--- Start EXTRACTED TEXT ---
Use geom_path and not geom_line, because geom_line first orders the data (whereas geom_path does not)!


dat %>%
  ggplot(aes(x=lon, y=lat)) +
  geom_path()

7 Challenge

Challenge

Apart from using ggplot, here is a variety of methods to plot data dynamically in R, using javascript (see htmlwidgets.org). For example, using the leaflet package, you can easily draw interactive spatial maps. For example, the following short piece of code plots a dynamic map with a marker on where we currently are:

library(leaflet)
tibble(lon = 5.657619318, lat = 51.982556587) %>% 
  leaflet() %>% 
  addTiles() %>%
  addCircleMarkers()


Plot the decoded data (lon and lat) on a leaflet map. Try to map the data nicely. Also, which species do you think we have been working with all the time today? Take a close look at the leaflet map and you will figure it out (tip: which river - the big one, not the small one - is it that we’re looking at?).

dat %>% 
  leaflet() %>% 
  addTiles() %>%
  addPolylines(lng = ~lon,
               lat = ~lat) %>%
  addCircleMarkers(lng = ~lon,
                   lat = ~lat,
                   radius = 2,
                   color = "#000",
                   opacity = 0.75)
--- End EXTRACTED TEXT ---
TASKS »
**1)** In the R plotting tutorial, reproduce the part that opens with the words containing "library(leaflet)" and closes with "we’re looking at?).".
**2)** According to the R plotting tutorial, what does geom_line do that geom_path does not?
--- Start MATERIAL SUPPLIED ---
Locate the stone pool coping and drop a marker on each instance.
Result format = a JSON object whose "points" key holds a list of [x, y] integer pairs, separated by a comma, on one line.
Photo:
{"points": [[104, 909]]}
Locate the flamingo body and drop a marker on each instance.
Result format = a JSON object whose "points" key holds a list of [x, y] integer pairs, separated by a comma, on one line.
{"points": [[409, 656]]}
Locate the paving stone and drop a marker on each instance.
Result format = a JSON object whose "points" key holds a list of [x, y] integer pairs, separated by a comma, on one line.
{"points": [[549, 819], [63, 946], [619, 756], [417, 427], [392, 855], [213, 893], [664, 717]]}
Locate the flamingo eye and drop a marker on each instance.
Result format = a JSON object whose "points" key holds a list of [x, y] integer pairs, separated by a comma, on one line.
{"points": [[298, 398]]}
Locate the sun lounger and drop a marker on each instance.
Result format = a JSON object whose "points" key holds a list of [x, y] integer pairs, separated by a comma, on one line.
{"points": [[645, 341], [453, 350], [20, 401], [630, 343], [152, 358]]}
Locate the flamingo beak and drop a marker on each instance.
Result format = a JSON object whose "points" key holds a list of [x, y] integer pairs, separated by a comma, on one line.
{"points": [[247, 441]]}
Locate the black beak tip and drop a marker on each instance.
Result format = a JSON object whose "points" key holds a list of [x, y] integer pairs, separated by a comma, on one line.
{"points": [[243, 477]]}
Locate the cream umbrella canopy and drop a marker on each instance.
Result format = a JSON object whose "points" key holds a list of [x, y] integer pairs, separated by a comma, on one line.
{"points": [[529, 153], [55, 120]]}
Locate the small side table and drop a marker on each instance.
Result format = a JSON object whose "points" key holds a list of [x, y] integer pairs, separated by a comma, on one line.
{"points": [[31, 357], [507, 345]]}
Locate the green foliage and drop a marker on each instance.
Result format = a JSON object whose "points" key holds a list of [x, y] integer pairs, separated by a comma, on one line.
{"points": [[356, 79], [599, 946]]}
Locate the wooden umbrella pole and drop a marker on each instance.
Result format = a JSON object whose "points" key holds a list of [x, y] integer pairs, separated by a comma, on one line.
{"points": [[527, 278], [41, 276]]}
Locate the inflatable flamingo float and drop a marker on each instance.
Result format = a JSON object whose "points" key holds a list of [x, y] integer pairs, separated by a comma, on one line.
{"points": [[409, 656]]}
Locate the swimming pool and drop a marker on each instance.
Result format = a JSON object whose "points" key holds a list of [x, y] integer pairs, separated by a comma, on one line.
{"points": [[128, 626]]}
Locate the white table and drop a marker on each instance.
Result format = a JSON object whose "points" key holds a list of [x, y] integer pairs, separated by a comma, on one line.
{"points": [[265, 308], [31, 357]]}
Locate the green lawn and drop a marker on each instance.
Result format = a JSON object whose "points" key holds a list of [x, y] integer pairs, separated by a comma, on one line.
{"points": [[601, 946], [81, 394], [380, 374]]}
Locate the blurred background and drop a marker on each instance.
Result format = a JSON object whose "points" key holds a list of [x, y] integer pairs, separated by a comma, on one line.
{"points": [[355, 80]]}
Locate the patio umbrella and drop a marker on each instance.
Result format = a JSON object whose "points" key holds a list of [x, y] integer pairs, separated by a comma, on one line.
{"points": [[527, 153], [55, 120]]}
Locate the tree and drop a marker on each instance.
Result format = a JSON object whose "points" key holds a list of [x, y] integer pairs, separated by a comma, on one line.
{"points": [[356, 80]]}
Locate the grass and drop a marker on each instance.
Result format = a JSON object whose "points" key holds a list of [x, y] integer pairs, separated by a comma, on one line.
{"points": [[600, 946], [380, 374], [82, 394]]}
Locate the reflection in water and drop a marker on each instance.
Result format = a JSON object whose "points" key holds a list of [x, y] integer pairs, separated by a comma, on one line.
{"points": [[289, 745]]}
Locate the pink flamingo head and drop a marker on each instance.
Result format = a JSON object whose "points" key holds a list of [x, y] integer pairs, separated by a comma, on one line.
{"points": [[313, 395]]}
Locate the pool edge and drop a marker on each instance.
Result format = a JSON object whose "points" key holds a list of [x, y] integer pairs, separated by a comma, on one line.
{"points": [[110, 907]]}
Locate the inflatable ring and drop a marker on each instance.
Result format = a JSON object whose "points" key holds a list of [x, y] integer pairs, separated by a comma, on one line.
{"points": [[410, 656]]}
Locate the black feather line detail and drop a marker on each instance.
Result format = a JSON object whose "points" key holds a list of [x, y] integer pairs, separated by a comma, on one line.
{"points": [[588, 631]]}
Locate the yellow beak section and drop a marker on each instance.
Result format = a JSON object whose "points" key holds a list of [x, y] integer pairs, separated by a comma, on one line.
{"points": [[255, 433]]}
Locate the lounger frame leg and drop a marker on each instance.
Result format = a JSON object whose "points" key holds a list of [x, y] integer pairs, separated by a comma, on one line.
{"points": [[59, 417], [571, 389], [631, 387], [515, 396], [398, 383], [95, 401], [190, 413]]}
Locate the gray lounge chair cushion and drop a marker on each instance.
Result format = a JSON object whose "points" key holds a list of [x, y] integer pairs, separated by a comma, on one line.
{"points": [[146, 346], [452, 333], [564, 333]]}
--- End MATERIAL SUPPLIED ---
RESULTS OF THE TASKS »
**1)**
library(leaflet)
tibble(lon = 5.657619318, lat = 51.982556587) %>% 
  leaflet() %>% 
  addTiles() %>%
  addCircleMarkers()


Plot the decoded data (lon and lat) on a leaflet map. Try to map the data nicely. Also, which species do you think we have been working with all the time today? Take a close look at the leaflet map and you will figure it out (tip: which river - the big one, not the small one - is it that we’re looking at?).

**2)** geom_line first orders the data, whereas geom_path does not.